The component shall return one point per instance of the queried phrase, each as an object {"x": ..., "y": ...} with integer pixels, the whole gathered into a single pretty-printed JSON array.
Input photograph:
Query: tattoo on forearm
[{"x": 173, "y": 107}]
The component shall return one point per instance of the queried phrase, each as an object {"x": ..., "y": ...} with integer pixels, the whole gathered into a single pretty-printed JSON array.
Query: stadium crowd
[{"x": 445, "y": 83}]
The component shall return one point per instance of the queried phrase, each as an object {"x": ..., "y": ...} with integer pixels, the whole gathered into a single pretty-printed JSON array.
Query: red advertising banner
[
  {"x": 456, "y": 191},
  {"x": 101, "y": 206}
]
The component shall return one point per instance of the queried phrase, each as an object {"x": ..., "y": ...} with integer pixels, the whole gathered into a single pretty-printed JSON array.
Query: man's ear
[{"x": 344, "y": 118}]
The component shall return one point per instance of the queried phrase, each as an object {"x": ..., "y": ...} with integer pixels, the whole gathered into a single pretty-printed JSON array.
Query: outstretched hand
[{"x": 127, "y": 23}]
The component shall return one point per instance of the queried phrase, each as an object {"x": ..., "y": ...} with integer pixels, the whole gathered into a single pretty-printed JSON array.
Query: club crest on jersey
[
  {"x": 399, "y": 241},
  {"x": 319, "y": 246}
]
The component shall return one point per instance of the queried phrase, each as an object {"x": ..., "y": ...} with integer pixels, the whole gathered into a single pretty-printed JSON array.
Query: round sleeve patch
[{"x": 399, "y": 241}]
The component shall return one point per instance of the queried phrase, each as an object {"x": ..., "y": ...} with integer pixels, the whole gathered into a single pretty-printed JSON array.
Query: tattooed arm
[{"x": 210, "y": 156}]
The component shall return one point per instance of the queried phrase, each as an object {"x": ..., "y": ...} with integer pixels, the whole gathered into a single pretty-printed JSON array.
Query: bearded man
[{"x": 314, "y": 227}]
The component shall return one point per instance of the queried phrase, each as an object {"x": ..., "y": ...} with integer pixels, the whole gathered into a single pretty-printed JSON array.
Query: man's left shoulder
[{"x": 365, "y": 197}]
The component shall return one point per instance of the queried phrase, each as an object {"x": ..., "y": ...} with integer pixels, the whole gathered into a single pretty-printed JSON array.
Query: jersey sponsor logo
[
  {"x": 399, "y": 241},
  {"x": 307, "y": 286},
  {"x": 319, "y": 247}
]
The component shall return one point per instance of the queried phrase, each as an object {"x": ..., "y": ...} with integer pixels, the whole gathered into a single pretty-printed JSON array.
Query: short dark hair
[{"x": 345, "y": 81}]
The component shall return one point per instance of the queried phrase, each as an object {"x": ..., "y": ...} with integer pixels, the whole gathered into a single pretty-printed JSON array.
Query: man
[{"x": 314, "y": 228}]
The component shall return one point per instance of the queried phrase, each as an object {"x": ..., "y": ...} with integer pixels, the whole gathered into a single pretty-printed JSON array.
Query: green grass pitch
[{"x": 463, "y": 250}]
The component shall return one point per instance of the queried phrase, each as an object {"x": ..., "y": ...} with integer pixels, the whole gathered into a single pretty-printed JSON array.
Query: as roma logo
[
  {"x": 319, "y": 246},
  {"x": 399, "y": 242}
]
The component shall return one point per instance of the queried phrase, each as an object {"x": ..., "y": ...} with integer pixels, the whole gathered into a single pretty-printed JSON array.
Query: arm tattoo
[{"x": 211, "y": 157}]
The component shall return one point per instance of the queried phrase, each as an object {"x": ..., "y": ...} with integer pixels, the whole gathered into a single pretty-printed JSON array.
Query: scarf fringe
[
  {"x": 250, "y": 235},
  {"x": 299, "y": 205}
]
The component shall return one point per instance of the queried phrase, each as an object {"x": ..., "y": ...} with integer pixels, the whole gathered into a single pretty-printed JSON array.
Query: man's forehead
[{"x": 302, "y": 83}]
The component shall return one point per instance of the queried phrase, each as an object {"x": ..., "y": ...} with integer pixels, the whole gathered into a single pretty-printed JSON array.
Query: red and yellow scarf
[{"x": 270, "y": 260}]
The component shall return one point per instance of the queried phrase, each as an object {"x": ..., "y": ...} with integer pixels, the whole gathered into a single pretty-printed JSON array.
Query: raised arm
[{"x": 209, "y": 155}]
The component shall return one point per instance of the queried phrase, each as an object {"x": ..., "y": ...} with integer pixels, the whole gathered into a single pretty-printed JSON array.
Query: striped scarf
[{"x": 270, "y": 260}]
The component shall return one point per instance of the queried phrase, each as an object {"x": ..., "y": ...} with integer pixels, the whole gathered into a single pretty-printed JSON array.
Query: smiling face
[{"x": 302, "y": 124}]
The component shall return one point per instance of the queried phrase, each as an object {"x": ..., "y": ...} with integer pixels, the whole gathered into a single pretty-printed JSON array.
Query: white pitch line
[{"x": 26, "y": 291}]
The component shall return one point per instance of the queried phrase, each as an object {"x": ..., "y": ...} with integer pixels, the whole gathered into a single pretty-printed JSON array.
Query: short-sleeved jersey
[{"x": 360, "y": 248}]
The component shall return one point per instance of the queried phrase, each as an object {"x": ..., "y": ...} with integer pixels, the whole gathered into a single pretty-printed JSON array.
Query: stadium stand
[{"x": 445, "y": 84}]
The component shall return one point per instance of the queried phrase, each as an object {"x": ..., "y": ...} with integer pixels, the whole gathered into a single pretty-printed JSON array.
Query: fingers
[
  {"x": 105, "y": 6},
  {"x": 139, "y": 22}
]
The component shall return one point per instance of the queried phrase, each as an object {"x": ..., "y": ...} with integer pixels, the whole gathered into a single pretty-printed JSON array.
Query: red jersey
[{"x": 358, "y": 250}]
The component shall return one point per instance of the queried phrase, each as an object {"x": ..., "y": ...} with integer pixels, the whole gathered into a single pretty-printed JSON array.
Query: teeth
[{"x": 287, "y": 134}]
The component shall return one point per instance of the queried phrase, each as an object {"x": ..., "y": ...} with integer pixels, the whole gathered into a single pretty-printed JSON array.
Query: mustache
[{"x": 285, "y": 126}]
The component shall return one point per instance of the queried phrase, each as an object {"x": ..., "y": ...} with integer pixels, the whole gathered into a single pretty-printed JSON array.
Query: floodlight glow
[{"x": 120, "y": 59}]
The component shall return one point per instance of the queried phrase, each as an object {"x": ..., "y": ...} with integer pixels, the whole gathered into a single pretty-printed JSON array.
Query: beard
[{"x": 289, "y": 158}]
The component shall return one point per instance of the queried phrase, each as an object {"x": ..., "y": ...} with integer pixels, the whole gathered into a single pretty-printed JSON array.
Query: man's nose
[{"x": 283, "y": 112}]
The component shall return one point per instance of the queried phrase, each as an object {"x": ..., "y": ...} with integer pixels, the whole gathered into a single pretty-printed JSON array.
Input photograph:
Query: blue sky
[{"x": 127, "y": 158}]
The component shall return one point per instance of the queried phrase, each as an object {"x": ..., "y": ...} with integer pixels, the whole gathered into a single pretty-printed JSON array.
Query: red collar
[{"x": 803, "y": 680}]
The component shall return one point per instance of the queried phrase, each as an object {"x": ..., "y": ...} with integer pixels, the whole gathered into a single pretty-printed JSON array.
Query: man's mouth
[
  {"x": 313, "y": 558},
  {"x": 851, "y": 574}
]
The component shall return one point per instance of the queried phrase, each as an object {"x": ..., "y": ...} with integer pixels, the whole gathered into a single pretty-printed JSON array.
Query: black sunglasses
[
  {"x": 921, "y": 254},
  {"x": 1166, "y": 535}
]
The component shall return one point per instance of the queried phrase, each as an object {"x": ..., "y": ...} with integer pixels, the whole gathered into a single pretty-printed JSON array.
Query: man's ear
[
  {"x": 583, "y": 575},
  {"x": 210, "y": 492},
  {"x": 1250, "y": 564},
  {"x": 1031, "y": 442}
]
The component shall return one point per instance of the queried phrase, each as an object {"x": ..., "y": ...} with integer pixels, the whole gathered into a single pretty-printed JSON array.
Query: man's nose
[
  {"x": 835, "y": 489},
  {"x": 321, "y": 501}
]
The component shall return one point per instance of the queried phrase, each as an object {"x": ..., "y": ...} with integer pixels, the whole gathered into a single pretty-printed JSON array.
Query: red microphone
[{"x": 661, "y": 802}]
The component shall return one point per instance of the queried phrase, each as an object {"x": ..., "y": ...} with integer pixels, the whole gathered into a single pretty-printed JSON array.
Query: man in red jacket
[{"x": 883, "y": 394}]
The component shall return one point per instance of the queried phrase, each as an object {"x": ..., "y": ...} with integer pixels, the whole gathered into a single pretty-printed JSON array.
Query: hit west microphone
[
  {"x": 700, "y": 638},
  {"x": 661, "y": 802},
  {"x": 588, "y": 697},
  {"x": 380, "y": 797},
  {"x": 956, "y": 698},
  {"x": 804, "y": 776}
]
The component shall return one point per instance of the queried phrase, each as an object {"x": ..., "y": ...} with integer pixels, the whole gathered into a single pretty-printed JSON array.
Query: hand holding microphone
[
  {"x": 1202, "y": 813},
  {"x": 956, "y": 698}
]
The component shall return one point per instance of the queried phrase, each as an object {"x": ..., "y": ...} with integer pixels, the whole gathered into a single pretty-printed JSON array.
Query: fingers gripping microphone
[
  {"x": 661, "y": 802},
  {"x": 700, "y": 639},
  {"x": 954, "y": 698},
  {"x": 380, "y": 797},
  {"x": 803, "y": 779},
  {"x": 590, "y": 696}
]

★ ★ ★ ★ ★

*ABOUT THIS EXERCISE*.
Exact retyping is needed for the line with "Query: hand holding microphone" and for each line after it through the end of the listing above; no other lines belong.

*RESPONSE AREA*.
Query: hand holding microphone
[
  {"x": 1202, "y": 813},
  {"x": 956, "y": 698}
]
The component shall return one point per instance of the queried phrase, each as an object {"x": ..., "y": ...} with integer pixels, the whole gathered into a single pretty-printed JSON array.
Query: fingers gripping microphone
[
  {"x": 661, "y": 802},
  {"x": 700, "y": 639},
  {"x": 954, "y": 698},
  {"x": 380, "y": 797},
  {"x": 803, "y": 779},
  {"x": 590, "y": 696}
]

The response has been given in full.